◆ Exercise requirements
[a] According to the passage on the Cairo protests, how many vehicles did police use to cordon off the downtown area?
[b] Carry on the passage about the Cairo protests, picking up right after its final sentence.

---------- Document passage

Special Forces units were mobilized and stationed on the street corners that led to various demonstration sites, and in the early afternoon, Egyptian police moved in to crush the dissent throughout the city. Eyewitnesses said that riot police used sticks to beat protesters in an attempt to disperse the crowd.

Egyptian police also seized three of the biggest downtown mosques before Friday prayers: Al-Fatah and Al-Azhar in Islamic Cairo, and Al-Nour Mosque in Elabbassyia district in northern Cairo. Police cordoned the downtown area with more than 200 vehicles.

Police also warned religious leaders at the Al-Fatah mosque against talking about Gaza during Friday prayers, witnesses said, also mentioning the spread of the state security laboratory on the roofs of buildings along Ramsis Street.

Still, about 5,000 protesters gathered at Al-Azhar mosque after Friday prayers, carrying placards that said, "Shame upon you, Arabs of silence.”

Central Security troops eventually entered the mosque with eyewitness accounts counting some 15-security vehicles surrounding streets around the mosque.

Police attacked the demonstrators and dozens of arrests were made including at least 40 members of the opposition Muslim Brotherhood who prepared for the Friday demonstrations.

Reporters fair game

And demonstrations have not been limited to Cairo. Mass rallies and demonstrations have erupted in number of governorates throughout Egypt.

--------------------
---------- Dataset excerpts

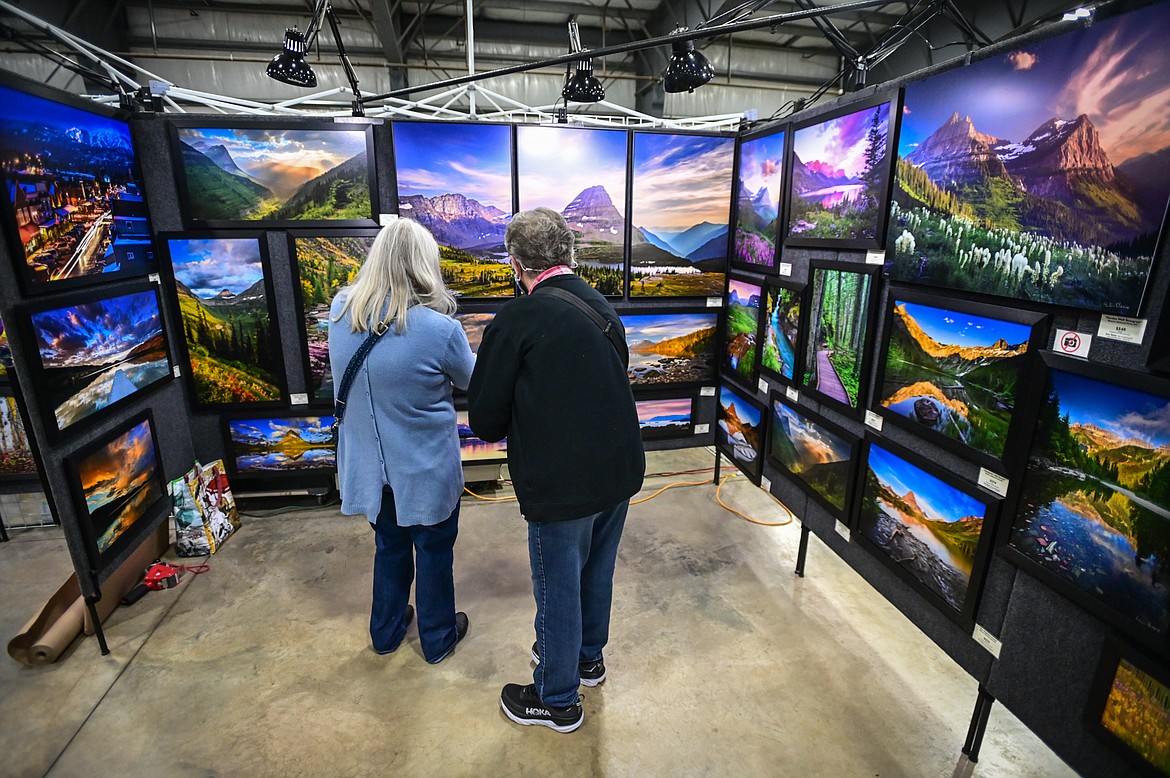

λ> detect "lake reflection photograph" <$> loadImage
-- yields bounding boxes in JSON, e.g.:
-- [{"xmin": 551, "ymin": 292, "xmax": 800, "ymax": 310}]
[
  {"xmin": 228, "ymin": 416, "xmax": 337, "ymax": 476},
  {"xmin": 1011, "ymin": 369, "xmax": 1170, "ymax": 635}
]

--------------------

◆ Expected outputs
[a] More than 200 vehicles.

[b]
Alexandria Minya, Assiut, Sohag Fayoum, Suez, Dakahliya, Qalubia, Port Said, Kafr El-Sheikh, Aswan, Munufeya and al- Arish have all seen protests in the last 12 days.

Rights groups are unsure of exactly how many demonstrators have been arrested in these outlying protests, and Egyptian security forces are finding it increasingly difficult to control the demos.

Egyptian security forces have also been targeting journalists as protests have continued unabated since Israel began its attack.
About 200 journalists and activists have so far been arrested while covering the mass protests.

During the December 31 protest in Cairo, journalists covering the Tahrir square demonstration organized by the Leftist Alliance were violently dispersed by security forces.

Plain-clothed police officers forced bystanders and journalists to leave the area. Journalists at the scene were manhandled, verbally abused and threatened with arrest if they did not leave the area sources at the demonstration told MENASSAT.

Students anger erupts everywhere

Student demonstrations have also been taking place on campuses all over Egypt. Trade unionists, professors and students held mass demonstrations to condemn what they called the “Israeli war machine” and “The silence of the Arab states.”

A series of demonstrations have been held at Cairo University, but the security presence has been heavy with Egyptian authorities worried the students would take their anger to the nearby Israeli embassy.

Some 800 Muslim Brotherhood students at Helwan University have staged a continuous demonstration in solidarity with Gaza, and at Al-Azhar University more then 4,000 students have protested over the last week despite a heavy security presence that has prevented them from hitting the streets.

Ain Shams University was also the scene of two rallies this past week, one led by Dr. Ahmed Zaki Badr, President of the University, and the second by the Muslim Brotherhood student association.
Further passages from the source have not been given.